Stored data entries

▶

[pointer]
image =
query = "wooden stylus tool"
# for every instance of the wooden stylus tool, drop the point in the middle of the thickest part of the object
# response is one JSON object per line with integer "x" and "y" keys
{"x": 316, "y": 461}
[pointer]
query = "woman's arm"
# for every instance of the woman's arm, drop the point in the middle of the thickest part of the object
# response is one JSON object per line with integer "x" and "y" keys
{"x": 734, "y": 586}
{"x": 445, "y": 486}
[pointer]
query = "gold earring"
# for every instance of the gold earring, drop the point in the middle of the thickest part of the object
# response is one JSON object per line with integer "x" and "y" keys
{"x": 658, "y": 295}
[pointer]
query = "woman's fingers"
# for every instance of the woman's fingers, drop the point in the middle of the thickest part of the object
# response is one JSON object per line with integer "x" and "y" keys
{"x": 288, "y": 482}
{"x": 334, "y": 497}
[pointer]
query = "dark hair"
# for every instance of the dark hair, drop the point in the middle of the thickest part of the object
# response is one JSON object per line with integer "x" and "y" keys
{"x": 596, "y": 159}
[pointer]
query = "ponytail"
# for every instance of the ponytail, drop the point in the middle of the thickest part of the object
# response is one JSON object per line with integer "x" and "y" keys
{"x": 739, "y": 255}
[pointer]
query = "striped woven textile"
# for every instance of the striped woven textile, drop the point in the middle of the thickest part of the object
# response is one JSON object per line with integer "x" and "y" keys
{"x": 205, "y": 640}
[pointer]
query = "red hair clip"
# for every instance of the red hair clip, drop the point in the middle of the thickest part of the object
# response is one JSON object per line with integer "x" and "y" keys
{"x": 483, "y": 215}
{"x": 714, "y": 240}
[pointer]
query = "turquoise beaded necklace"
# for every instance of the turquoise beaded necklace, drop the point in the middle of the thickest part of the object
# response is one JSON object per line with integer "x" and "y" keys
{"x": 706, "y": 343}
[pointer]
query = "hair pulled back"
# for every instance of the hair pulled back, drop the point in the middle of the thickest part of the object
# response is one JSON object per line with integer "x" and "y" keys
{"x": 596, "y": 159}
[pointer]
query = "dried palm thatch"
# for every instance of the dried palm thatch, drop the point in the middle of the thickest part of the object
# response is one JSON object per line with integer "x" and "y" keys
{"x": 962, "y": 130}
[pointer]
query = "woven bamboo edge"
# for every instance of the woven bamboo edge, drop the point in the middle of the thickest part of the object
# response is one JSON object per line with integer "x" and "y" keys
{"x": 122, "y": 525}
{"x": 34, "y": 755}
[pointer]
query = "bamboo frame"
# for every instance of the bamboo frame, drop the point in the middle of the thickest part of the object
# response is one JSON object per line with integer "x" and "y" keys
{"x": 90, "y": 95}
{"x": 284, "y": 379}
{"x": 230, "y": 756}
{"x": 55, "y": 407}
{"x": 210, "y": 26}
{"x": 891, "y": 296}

◀

• **Work instruction**: Would you write out all of the data exactly as given?

• **Result for this task**:
[pointer]
image =
query = "wooden stylus tool"
# for every instance of the wooden stylus tool, drop the point in the middle of the thickest part of the object
# response is one JSON object per line with integer "x" and "y" keys
{"x": 316, "y": 461}
[pointer]
query = "woman's arm"
# for every instance of the woman's arm, drop the point in the middle of the thickest part of the object
# response is one JSON object per line with integer "x" and "y" keys
{"x": 734, "y": 586}
{"x": 445, "y": 486}
[pointer]
query = "gold earring"
# for every instance of the gold earring, drop the point in the middle of the thickest part of the object
# response is one JSON object per line with integer "x" and "y" keys
{"x": 658, "y": 295}
[pointer]
query = "woman's fingers"
# for every instance of the woman's fingers, drop the point in the middle of the thickest part of the object
# response is one JSON object per line with integer "x" and "y" keys
{"x": 288, "y": 482}
{"x": 334, "y": 497}
[pointer]
query = "dark hair"
# for every instance of the dark hair, drop the point in the middle of the thickest part of the object
# response is one JSON object per line with integer "x" and "y" keys
{"x": 596, "y": 159}
[pointer]
query = "ponytail"
# for every instance of the ponytail, drop the point in the middle of the thickest part of the object
# response is one JSON object per line with integer "x" and "y" keys
{"x": 739, "y": 255}
[pointer]
query = "striped woven textile"
# for every instance of the striped woven textile, drop the point in the middle of the thickest part of the object
# response is one JSON object per line with integer "x" and "y" keys
{"x": 205, "y": 640}
[pointer]
query = "red hair clip"
# for every instance of the red hair clip, drop the point in the middle of the thickest part of the object
# response is one JSON object per line with integer "x" and "y" keys
{"x": 483, "y": 215}
{"x": 714, "y": 240}
[pointer]
query = "turquoise beaded necklace"
# for every instance of the turquoise beaded necklace, drop the point in the middle of the thickest part of the object
# response is one JSON object per line with integer "x" and "y" keys
{"x": 706, "y": 343}
[pointer]
query = "hair pulled back"
# for every instance of the hair pulled back, drop the point in the middle of the thickest part of the object
# response is one JSON object per line with integer "x" and "y" keys
{"x": 596, "y": 159}
[pointer]
query = "dried palm thatch"
# for every instance of the dried palm thatch, drop the point in the middle of the thickest part of the object
# response is one JSON object per line with integer "x" and "y" keys
{"x": 962, "y": 130}
[pointer]
query = "woven bamboo edge"
# for every instance of the woven bamboo edge, drop the point in the middle of the thickest part of the object
# response is one JSON object per line with integer "x" and "y" keys
{"x": 122, "y": 525}
{"x": 34, "y": 755}
[pointer]
query = "bamboo frame"
# for every instance of the bamboo frame, drop the point in the middle of the thickest part of the object
# response is one JSON object per line with integer "x" and "y" keys
{"x": 90, "y": 95}
{"x": 284, "y": 379}
{"x": 230, "y": 756}
{"x": 55, "y": 407}
{"x": 210, "y": 26}
{"x": 891, "y": 296}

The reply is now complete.